____ Extracted data

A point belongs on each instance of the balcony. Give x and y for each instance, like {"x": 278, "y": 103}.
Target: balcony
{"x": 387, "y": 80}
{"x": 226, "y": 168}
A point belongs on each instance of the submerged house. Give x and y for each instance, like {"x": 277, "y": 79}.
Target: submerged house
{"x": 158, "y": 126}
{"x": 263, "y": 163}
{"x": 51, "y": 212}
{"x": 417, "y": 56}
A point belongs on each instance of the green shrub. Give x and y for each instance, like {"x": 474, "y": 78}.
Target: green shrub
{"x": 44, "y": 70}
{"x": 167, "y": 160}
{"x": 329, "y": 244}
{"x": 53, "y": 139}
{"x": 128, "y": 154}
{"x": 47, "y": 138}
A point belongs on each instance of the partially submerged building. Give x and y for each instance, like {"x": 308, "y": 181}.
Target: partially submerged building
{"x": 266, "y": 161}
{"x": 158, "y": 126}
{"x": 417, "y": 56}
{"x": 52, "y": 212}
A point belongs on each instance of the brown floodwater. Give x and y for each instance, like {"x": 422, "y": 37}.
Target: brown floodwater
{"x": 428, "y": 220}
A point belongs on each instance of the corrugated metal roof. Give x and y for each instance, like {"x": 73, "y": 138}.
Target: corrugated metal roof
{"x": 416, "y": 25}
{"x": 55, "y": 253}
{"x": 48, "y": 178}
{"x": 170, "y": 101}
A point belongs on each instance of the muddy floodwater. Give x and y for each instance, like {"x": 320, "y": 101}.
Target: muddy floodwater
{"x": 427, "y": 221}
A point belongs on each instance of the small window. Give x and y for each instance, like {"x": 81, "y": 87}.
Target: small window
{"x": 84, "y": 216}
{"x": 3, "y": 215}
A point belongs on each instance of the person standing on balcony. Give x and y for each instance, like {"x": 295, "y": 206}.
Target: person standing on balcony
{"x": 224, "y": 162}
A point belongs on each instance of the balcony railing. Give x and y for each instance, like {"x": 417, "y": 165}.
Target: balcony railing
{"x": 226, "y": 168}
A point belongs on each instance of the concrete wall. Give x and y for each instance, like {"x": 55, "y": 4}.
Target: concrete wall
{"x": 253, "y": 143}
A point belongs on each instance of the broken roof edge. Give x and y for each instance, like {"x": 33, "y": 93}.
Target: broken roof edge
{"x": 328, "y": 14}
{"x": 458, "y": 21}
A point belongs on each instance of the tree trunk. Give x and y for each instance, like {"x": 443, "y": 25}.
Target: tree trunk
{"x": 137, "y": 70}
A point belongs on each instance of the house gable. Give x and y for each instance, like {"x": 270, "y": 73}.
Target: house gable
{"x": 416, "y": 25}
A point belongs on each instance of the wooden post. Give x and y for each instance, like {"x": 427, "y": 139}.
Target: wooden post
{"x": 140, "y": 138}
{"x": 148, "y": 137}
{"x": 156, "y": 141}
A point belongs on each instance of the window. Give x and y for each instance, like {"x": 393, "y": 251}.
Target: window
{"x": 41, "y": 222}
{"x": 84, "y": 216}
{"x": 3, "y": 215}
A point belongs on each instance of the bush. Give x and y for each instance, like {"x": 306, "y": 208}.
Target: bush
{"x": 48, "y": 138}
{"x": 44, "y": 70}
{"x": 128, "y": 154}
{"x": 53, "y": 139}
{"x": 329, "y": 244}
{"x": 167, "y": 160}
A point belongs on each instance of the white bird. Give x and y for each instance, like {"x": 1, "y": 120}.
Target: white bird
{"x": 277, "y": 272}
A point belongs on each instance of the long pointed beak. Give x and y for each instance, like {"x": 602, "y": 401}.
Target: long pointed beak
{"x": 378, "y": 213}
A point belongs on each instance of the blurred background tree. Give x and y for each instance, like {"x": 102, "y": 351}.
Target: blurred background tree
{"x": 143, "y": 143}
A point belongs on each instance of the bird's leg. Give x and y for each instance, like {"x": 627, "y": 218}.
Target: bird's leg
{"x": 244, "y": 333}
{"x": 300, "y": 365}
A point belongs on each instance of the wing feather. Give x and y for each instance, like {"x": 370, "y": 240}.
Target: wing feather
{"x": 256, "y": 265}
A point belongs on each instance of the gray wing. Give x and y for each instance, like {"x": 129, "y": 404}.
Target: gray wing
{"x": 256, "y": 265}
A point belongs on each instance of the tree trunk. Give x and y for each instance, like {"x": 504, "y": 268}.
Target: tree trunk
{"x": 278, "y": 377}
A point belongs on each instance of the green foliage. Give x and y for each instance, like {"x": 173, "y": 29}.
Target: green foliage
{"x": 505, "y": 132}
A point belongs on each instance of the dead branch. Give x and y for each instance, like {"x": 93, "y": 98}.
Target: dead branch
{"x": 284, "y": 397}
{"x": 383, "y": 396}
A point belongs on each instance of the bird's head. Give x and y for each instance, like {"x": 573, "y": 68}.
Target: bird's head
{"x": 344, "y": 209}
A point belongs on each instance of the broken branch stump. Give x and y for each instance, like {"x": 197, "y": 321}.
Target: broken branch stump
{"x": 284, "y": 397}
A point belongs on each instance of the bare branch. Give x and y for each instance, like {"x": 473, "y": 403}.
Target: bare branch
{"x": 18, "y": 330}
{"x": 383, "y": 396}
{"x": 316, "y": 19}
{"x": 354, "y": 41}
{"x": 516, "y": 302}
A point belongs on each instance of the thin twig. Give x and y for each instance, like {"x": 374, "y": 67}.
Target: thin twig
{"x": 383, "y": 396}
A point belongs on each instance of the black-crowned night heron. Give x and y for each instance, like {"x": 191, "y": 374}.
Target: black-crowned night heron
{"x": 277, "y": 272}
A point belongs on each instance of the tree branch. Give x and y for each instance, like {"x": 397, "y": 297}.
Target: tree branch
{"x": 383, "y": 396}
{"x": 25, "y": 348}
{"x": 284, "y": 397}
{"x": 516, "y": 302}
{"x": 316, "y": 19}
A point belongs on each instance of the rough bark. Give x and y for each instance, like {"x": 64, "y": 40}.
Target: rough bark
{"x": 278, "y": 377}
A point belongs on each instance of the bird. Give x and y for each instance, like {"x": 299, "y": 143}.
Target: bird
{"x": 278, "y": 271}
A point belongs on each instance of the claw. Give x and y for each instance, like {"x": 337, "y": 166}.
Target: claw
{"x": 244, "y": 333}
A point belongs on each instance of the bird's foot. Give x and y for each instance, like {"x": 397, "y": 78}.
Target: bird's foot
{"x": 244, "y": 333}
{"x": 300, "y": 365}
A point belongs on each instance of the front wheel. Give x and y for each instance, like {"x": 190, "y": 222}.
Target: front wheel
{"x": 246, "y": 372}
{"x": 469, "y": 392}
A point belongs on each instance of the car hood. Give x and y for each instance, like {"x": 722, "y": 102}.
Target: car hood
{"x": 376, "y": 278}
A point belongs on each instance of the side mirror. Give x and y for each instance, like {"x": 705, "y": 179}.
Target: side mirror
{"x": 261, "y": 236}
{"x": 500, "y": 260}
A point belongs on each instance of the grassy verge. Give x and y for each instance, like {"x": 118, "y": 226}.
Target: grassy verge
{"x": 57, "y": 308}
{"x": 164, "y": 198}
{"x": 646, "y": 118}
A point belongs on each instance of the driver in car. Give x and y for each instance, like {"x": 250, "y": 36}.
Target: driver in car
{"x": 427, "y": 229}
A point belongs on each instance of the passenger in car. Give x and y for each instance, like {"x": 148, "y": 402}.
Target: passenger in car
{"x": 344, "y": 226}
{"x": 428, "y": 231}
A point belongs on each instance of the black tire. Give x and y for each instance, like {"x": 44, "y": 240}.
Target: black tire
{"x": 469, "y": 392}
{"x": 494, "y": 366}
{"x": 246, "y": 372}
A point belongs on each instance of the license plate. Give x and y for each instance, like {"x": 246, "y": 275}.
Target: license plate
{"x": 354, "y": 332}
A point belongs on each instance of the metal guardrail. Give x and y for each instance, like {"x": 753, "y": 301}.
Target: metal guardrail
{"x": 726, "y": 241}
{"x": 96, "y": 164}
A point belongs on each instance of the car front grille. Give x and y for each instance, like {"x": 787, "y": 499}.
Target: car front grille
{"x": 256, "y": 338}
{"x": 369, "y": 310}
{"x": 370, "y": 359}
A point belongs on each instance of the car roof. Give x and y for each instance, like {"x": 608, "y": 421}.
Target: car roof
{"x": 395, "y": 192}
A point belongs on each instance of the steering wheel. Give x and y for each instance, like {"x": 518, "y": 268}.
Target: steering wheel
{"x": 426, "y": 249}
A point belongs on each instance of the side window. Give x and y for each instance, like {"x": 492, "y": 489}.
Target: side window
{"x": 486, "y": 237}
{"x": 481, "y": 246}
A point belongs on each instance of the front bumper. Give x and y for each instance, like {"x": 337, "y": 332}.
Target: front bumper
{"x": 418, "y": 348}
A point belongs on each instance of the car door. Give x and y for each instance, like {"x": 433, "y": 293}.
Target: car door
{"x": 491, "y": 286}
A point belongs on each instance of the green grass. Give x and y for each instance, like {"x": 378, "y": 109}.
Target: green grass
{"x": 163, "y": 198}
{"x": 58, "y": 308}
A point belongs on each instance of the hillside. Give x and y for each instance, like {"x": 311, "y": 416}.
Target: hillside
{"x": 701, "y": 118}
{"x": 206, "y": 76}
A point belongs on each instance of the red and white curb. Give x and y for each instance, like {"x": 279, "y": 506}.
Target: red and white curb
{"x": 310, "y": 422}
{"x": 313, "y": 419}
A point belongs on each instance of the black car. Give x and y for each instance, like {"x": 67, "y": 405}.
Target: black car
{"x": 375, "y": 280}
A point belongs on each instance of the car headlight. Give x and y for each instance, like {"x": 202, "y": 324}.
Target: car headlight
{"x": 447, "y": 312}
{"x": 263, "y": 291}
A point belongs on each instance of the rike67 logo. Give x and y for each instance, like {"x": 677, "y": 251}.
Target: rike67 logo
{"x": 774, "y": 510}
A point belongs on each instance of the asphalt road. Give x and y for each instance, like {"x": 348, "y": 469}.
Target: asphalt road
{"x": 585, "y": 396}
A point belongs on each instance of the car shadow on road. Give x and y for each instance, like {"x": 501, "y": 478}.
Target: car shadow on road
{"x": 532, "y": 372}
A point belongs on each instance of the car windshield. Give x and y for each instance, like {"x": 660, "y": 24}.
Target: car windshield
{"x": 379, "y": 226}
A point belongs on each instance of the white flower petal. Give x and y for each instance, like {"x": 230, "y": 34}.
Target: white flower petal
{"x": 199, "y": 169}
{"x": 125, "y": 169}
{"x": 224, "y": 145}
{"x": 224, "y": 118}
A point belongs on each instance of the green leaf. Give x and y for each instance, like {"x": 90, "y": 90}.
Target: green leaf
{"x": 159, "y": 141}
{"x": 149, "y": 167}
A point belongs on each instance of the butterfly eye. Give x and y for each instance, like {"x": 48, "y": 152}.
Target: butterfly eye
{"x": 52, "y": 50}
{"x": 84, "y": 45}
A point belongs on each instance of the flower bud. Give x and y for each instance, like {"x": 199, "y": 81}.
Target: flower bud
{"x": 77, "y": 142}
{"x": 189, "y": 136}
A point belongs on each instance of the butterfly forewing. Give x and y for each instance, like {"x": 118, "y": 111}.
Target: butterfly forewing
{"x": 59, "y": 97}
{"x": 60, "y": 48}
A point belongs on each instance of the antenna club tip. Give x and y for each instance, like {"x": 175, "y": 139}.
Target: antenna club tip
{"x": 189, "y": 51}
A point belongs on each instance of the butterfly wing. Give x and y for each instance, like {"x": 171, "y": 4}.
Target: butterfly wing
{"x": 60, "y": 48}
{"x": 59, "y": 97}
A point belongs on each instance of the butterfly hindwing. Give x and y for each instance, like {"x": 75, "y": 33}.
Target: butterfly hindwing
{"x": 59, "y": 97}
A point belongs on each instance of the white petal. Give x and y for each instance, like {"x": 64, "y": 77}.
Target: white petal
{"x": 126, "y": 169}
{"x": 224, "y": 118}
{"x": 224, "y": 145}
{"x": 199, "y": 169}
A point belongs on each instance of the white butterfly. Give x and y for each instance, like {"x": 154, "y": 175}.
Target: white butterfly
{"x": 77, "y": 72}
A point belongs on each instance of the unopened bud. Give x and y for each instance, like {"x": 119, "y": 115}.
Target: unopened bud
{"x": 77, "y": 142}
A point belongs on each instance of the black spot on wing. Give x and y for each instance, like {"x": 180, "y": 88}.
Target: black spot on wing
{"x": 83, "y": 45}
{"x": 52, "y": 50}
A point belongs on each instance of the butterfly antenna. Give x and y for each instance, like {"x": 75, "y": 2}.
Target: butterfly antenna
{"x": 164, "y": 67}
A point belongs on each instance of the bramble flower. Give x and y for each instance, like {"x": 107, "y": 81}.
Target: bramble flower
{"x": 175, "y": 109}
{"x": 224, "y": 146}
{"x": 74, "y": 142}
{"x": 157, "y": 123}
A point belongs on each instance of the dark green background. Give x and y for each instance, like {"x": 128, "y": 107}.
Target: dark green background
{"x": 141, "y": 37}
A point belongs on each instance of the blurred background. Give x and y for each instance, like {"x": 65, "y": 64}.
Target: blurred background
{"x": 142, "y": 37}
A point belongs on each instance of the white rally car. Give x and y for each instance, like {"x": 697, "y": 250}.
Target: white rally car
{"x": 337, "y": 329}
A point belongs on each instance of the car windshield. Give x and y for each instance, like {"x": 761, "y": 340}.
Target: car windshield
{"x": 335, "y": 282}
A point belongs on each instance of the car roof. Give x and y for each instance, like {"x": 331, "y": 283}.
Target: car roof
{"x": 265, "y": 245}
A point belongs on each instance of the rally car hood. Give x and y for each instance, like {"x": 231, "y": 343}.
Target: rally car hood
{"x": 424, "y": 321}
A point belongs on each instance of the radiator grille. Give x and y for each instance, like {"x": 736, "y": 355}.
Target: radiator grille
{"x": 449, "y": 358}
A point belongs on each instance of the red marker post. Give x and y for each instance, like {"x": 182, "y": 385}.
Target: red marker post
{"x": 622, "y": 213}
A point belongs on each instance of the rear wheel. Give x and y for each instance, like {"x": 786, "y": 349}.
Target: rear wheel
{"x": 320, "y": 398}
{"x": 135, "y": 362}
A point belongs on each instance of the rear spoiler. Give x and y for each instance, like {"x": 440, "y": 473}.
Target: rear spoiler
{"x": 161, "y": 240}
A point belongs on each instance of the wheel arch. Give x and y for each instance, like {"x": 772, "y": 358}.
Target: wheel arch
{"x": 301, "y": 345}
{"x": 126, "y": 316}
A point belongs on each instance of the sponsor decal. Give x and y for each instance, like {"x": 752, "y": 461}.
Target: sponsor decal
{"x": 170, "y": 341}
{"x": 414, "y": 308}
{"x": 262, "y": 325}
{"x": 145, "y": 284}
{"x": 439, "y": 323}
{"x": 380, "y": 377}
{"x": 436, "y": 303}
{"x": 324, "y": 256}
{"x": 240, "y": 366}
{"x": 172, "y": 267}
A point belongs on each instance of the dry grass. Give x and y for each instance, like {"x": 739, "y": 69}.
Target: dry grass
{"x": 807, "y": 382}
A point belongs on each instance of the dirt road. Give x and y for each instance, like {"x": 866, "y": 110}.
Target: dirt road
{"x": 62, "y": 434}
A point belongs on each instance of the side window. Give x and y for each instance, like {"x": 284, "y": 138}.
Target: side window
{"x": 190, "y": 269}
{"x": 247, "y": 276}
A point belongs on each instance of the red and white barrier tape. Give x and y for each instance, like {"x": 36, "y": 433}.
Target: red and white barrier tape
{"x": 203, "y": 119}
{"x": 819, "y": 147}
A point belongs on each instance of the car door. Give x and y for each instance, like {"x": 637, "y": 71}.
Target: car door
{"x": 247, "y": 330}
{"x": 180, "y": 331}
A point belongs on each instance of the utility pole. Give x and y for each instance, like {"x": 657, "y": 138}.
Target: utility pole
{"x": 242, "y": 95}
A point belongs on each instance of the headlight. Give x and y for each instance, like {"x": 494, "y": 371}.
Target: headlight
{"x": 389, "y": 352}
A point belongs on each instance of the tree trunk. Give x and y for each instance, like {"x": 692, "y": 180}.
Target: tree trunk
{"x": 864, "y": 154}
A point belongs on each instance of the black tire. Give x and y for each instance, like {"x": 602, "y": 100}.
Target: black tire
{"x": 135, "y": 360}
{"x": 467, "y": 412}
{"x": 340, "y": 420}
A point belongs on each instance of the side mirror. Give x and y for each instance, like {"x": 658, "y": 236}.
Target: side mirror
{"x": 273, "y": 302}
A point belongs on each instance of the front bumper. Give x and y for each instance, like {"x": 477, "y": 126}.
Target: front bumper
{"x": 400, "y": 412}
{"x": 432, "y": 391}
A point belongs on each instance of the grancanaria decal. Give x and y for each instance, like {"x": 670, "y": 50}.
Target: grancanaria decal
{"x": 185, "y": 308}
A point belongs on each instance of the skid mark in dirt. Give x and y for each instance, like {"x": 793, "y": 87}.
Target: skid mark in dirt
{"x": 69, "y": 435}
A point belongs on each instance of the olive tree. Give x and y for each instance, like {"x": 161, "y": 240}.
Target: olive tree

________

Work required: Your output consists solely of the lines from the one with "A point belongs on each instance of the headlight." through the last line, copied exactly.

Output below:
A point belongs on each instance of the headlight. Give x and y for each instance, like {"x": 494, "y": 371}.
Target: headlight
{"x": 389, "y": 352}
A point belongs on each instance of the tree trunk. Give x and y for each instance, like {"x": 692, "y": 180}.
Target: tree trunk
{"x": 864, "y": 154}
A point belongs on each instance of the black tire. Give x and y for each instance, like {"x": 602, "y": 100}.
Target: black tire
{"x": 135, "y": 360}
{"x": 467, "y": 412}
{"x": 340, "y": 420}
A point belongs on each instance of the side mirror. Give x and y for each instance, like {"x": 658, "y": 236}.
Target: side mirror
{"x": 273, "y": 302}
A point belongs on each instance of the front bumper. Give x and y for each instance, like {"x": 477, "y": 126}.
Target: front bumper
{"x": 400, "y": 412}
{"x": 432, "y": 391}
A point belongs on each instance of the grancanaria decal. Give x and y for each instance, like {"x": 670, "y": 50}.
Target: grancanaria decal
{"x": 185, "y": 308}
A point belongs on each instance of the skid mark in dirt. Give x and y for each instance, like {"x": 793, "y": 87}.
Target: skid mark in dirt
{"x": 69, "y": 435}
A point belongs on each instance of the olive tree. Give x and y for each instance, like {"x": 161, "y": 240}.
Target: olive tree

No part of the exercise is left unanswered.